Problem to work on:
Please copy out the passage on national borders below, word for word and in full.

Text excerpt:
=== Section Start ===

In ancient history, civilizations did not have the definite boundaries states have today—their borders could be more accurately described as frontiers.
The Roman Empire (27 BCE – 476 CE) became the first western civilization known to accurately define their borders. The basis of many succeeding governmental systems then emerged from authority or ideas borrowed from Roman or Greek city-states. Later, the European states of the Dark Ages and Middle Ages gained their authority from the Roman Catholic church. During that period loose, relatively undefined national boundaries were first established, mainly through conquests, wars, or colonization. Only recently in human history—during the last few centuries—have we demarcated firm national borders and boundaries.
Beyond those artificial borders, the primary principle of the Baha’i Faith—the unity of humanity and the oneness of the world—envisions a future state of society in which all people live and thrive as global citizens:
That one indeed is a man who, today, dedicateth himself to the service of the entire human race. The Great Being saith: Blessed and happy is he that ariseth to promote the best interests of the peoples and kindreds of the earth. … It is not for him to pride himself who loveth his own country, but rather for him who loveth the whole world. The earth is but one country, and mankind its citizens. – Baha’u’llah, Tablets of Baha’u’llah, p. 167.
Does that basic principle mean the Baha’i teachings advocate, as some might suggest, a completely borderless world? Does it mean that Baha’is are globalists, who call for the elimination of all nations in favor of one world government?

=== Section End ===

Data provided:
=== Section Start ===

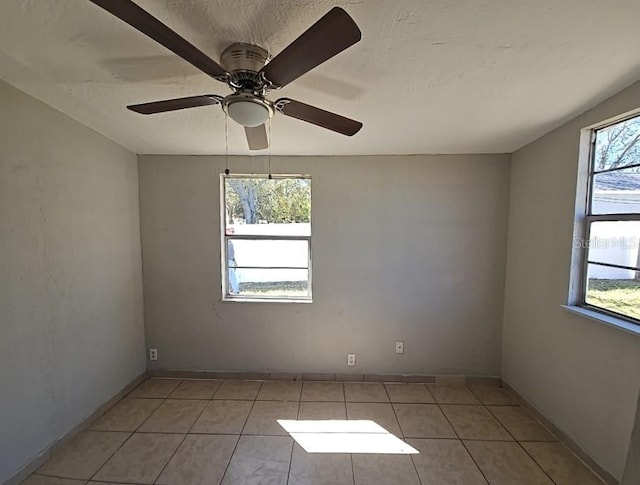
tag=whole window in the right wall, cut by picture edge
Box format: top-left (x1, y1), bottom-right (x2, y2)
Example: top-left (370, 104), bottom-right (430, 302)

=== Section End ===

Answer section:
In ancient history, civilizations did not have the definite boundaries states have today—their borders could be more accurately described as frontiers.
The Roman Empire (27 BCE – 476 CE) became the first western civilization known to accurately define their borders. The basis of many succeeding governmental systems then emerged from authority or ideas borrowed from Roman or Greek city-states. Later, the European states of the Dark Ages and Middle Ages gained their authority from the Roman Catholic church. During that period loose, relatively undefined national boundaries were first established, mainly through conquests, wars, or colonization. Only recently in human history—during the last few centuries—have we demarcated firm national borders and boundaries.
Beyond those artificial borders, the primary principle of the Baha’i Faith—the unity of humanity and the oneness of the world—envisions a future state of society in which all people live and thrive as global citizens:
That one indeed is a man who, today, dedicateth himself to the service of the entire human race. The Great Being saith: Blessed and happy is he that ariseth to promote the best interests of the peoples and kindreds of the earth. … It is not for him to pride himself who loveth his own country, but rather for him who loveth the whole world. The earth is but one country, and mankind its citizens. – Baha’u’llah, Tablets of Baha’u’llah, p. 167.
Does that basic principle mean the Baha’i teachings advocate, as some might suggest, a completely borderless world? Does it mean that Baha’is are globalists, who call for the elimination of all nations in favor of one world government?